[Exercise prompt]: The data below should be restated word for word, pictures omitted.

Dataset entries
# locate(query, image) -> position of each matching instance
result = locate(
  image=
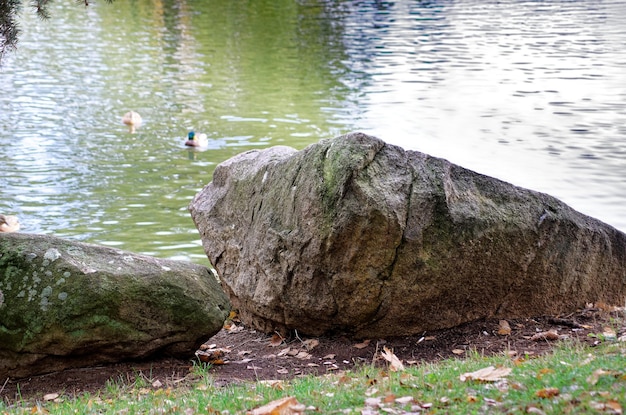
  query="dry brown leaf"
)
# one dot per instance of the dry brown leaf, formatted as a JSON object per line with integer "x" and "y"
{"x": 362, "y": 345}
{"x": 504, "y": 329}
{"x": 595, "y": 376}
{"x": 50, "y": 396}
{"x": 609, "y": 333}
{"x": 487, "y": 374}
{"x": 395, "y": 363}
{"x": 548, "y": 393}
{"x": 276, "y": 340}
{"x": 550, "y": 335}
{"x": 284, "y": 406}
{"x": 310, "y": 344}
{"x": 273, "y": 383}
{"x": 212, "y": 356}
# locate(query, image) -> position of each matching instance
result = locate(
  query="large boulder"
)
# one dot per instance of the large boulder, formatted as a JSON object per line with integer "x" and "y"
{"x": 356, "y": 236}
{"x": 68, "y": 304}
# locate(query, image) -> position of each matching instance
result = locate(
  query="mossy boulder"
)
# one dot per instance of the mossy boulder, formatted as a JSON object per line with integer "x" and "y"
{"x": 356, "y": 236}
{"x": 70, "y": 304}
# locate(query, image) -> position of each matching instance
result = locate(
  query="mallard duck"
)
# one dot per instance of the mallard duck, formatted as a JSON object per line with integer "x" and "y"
{"x": 132, "y": 120}
{"x": 196, "y": 140}
{"x": 9, "y": 223}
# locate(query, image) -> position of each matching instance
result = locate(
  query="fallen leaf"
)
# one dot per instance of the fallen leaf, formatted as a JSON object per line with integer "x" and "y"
{"x": 362, "y": 345}
{"x": 396, "y": 364}
{"x": 390, "y": 398}
{"x": 373, "y": 402}
{"x": 310, "y": 344}
{"x": 547, "y": 393}
{"x": 544, "y": 371}
{"x": 403, "y": 400}
{"x": 284, "y": 352}
{"x": 50, "y": 396}
{"x": 487, "y": 374}
{"x": 273, "y": 383}
{"x": 595, "y": 376}
{"x": 276, "y": 340}
{"x": 549, "y": 335}
{"x": 213, "y": 356}
{"x": 609, "y": 333}
{"x": 284, "y": 406}
{"x": 504, "y": 329}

[Output]:
# locate(query, image) -> position of each matching instance
result = locate(
  image=
  query="dry brown leaf"
)
# one dot per instance of the dry brown leaf, formatted as a JSON object per line with integer "x" and "y"
{"x": 362, "y": 345}
{"x": 504, "y": 329}
{"x": 595, "y": 376}
{"x": 50, "y": 396}
{"x": 609, "y": 333}
{"x": 487, "y": 374}
{"x": 395, "y": 363}
{"x": 548, "y": 393}
{"x": 276, "y": 340}
{"x": 550, "y": 335}
{"x": 284, "y": 406}
{"x": 310, "y": 344}
{"x": 273, "y": 383}
{"x": 212, "y": 356}
# locate(query, image) -> position of each matching instance
result = locate(
  query="large boulder"
)
# one dot per instance of the large boulder, formatted as a JSON object per line with integer "x" and "y"
{"x": 356, "y": 236}
{"x": 68, "y": 304}
# locate(query, image) -> position of each matching instance
result = locate(
  query="mossy boulder"
)
# one dot per instance of the mossy boulder, formatted as a JSON object per line with integer "x" and "y"
{"x": 356, "y": 236}
{"x": 70, "y": 304}
# locate(query, image) -> position of each matching instance
result = locate(
  query="mallard duck"
)
# one dot per instance of the mallard duck, formatted as a JSON object per line with integer "x" and "y"
{"x": 132, "y": 120}
{"x": 196, "y": 140}
{"x": 9, "y": 223}
# locate(query, image) -> position of each matching instance
result = locate(
  query="fallen leaf"
)
# one dot per instance of the fallen leaf, formatted as a JSON object per line with integer "x" and "y"
{"x": 362, "y": 345}
{"x": 396, "y": 364}
{"x": 390, "y": 398}
{"x": 373, "y": 402}
{"x": 310, "y": 344}
{"x": 547, "y": 393}
{"x": 544, "y": 371}
{"x": 403, "y": 400}
{"x": 284, "y": 352}
{"x": 50, "y": 396}
{"x": 487, "y": 374}
{"x": 273, "y": 383}
{"x": 595, "y": 376}
{"x": 276, "y": 340}
{"x": 549, "y": 335}
{"x": 213, "y": 356}
{"x": 609, "y": 333}
{"x": 284, "y": 406}
{"x": 504, "y": 329}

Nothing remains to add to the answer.